§ **Document text**
Enari Tuala

Personal information
- Born: 19 October 1998 (age 27) Cairns, Queensland, Australia
- Height: 188 cm (6 ft 2 in)
- Weight: 96 kg (15 st 2 lb)

Playing information
- Position: Centre, Wing
Club
| Years | Team | Pld | T | G | FG | P |
| 2017–19 | North Qld Cowboys | 18 | 2 | 0 | 0 | 8 |
| 2020–24 | Newcastle Knights | 87 | 40 | 0 | 0 | 160 |
| 2025– | Canterbury Bulldogs | 28 | 10 | 0 | 0 | 40 |
|  | Total | 133 | 52 | 0 | 0 | 208 |
Representative
| Years | Team | Pld | T | G | FG | P |
| 2018 | Prime Minister's XIII | 1 | 0 | 0 | 0 | 0 |
- Source: As of 3 September 2026

= Enari Tuala =

Australian rugby league footballer

Enari Tuala (born 19 October 1998) is an Australian professional rugby league footballer who plays as a er or for the Canterbury-Bankstown Bulldogs in the NRL.

He previously played for the North Queensland Cowboys and Newcastle Knights in the National Rugby League, and has represented the Prime Minister's XIII.

==Background==
Tuala was born in Cairns, Queensland, Australia, and is of Samoan descent.

He played his junior rugby league for the Edmonton Storm, before being signed by the North Queensland Cowboys.

==Playing career==
===Early career===
After being signed by the North Queensland Cowboys, Tuala moved to Townsville, where he attended Kirwan State High School and played for the Townsville Stingers' Cyril Connell and Mal Meninga Cup sides. In 2014, Tuala represented the Queensland under-16 team. In 2015, Tuala scored a hat trick in the Stingers' Mal Meninga Cup Grand Final victory and was selected for the Queensland under-18 team. Later that year, he scored twice in Kirwan's ARL Schoolboy Cup final victory over Patrician Brothers' College, Blacktown. In 2016, Tuala played for North Queensland's NYC side, scoring 12 tries in 15 games. He was again selected for the Queensland under-18 side but was later ruled out through injury.

===2017===
In early 2017, Tuala trained during the pre-season with North Queensland's first grade squad. He played in their first NRL trial against the Sydney Roosters, scoring a try in the 11-10 win.

§ **Task instructions**
Continue the Enari Tuala biography from its final sentence, carrying on with his rugby league career.

§ **Data extract**
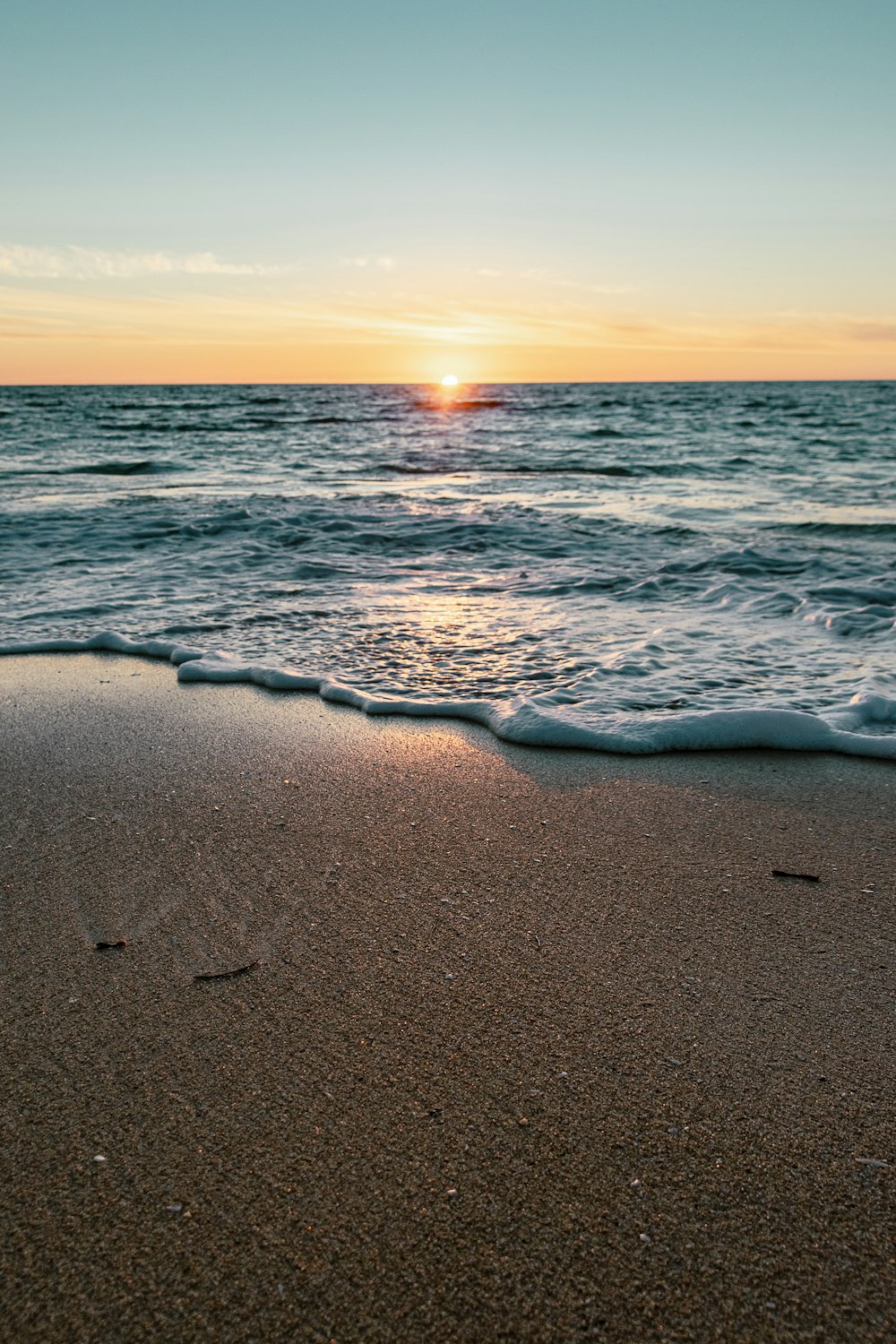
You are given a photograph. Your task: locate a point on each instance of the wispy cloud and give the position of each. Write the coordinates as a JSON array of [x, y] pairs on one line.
[[365, 263], [70, 263]]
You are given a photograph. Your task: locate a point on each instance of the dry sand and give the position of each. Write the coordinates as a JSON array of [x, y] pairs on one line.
[[536, 1048]]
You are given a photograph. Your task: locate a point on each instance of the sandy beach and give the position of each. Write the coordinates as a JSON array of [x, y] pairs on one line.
[[532, 1046]]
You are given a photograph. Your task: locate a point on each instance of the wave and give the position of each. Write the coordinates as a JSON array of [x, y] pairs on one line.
[[530, 722], [142, 467]]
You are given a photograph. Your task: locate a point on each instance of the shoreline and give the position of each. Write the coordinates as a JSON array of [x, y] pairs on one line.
[[521, 720], [536, 1046]]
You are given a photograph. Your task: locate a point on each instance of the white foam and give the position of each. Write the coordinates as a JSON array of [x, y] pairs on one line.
[[527, 723]]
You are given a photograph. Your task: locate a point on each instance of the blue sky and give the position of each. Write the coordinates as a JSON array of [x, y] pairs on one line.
[[563, 174]]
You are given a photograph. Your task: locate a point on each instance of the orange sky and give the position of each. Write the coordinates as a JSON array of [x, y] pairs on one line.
[[250, 330]]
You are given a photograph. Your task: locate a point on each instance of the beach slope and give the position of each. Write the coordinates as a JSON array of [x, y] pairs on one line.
[[530, 1046]]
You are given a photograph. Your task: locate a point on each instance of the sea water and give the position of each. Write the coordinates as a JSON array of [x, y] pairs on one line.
[[634, 567]]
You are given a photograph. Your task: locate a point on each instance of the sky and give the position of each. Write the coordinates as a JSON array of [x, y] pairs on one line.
[[511, 193]]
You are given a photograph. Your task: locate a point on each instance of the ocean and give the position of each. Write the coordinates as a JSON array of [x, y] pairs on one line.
[[629, 567]]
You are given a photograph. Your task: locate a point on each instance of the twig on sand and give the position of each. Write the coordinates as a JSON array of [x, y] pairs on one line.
[[228, 975]]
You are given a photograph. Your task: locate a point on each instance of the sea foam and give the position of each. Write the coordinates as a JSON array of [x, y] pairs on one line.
[[527, 723]]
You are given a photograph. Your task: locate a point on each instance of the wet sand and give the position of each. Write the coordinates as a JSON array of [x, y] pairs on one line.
[[536, 1047]]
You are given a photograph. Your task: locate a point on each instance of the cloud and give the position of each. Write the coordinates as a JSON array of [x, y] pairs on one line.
[[363, 263], [72, 263]]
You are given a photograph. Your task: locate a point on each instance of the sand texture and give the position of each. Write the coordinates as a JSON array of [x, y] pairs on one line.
[[535, 1047]]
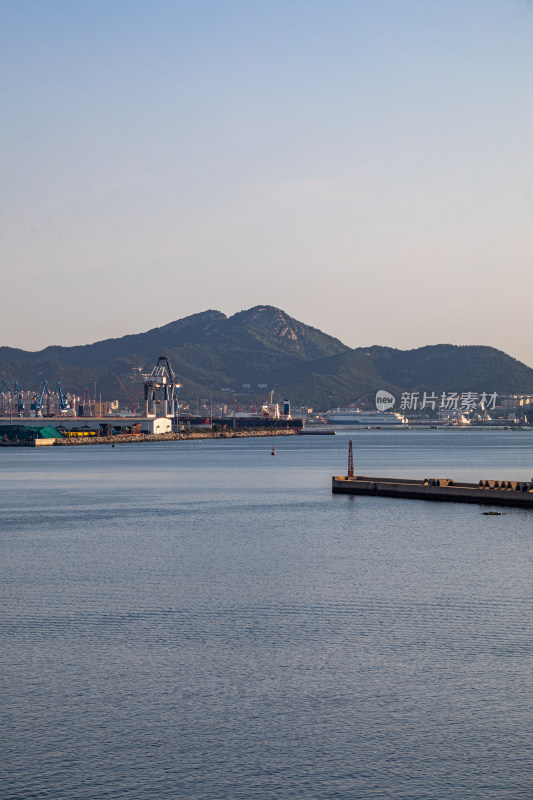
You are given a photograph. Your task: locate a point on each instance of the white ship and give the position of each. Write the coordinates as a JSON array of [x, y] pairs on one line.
[[369, 419]]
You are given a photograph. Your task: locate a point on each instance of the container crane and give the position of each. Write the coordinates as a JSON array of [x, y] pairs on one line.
[[63, 400], [5, 387], [38, 401], [20, 402], [161, 389]]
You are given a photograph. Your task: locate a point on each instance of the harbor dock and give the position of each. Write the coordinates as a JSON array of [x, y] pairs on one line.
[[486, 492]]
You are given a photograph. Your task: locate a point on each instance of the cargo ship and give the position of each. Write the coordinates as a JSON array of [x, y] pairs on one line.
[[367, 419]]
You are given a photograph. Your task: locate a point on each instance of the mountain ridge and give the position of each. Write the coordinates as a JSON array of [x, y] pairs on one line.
[[264, 346]]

§ **Response to this exercise**
In May, Tuala played for the Junior Kangaroos against the Junior Kiwis, before re-signing with the North Queensland club on a two-year contract until the end of 2019. In round 24 of the 2017 NRL season, he made his NRL debut for the Cowboys against the Cronulla-Sutherland Sharks.

===2018===
In Round 13 of the 2018 NRL season against Manly Warringah Sea Eagles, Tuala scored his first NRL try in North Queensland's 26-12 win at Brookvale Oval.

On October 6, Tuala made his senior representative debut for the Prime Minister's XIII, coming off the bench and assisting a try in the side's 34-18 win over the PNG Prime Minister's XIII. A week later, on 13 October, he scored a double in the Junior Kangaroos 40-24 win over the Junior Kiwis.

===2019===
Tuala played just seven NRL games for North Queensland in 2019. He spent the majority of the season playing for the Northern Pride in the Queensland Cup.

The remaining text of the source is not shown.